━━━ PROVIDED DATA ━━━

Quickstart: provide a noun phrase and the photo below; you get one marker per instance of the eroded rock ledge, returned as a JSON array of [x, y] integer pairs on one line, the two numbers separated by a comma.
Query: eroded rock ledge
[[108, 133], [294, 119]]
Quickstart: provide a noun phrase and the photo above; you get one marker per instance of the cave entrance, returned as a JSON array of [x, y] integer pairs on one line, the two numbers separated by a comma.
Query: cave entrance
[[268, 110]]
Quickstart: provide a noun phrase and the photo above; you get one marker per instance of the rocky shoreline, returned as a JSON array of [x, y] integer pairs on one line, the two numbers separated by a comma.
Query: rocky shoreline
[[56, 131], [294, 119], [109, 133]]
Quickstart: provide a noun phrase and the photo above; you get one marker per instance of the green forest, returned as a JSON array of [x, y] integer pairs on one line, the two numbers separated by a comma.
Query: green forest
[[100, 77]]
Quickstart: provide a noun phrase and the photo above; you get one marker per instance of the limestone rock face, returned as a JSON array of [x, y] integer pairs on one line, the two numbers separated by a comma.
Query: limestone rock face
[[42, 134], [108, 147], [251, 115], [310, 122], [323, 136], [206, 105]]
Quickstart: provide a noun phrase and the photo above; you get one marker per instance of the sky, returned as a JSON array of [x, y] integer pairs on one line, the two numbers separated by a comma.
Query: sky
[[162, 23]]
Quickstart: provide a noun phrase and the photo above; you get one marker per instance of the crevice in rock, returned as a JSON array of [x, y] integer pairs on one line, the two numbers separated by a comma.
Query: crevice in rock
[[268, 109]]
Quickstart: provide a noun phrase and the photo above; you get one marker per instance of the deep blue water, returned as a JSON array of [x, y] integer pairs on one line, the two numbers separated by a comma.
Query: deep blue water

━━━

State how many lines of the material contain the string "instance", with no other words.

SOLUTION FOR THIS TASK:
8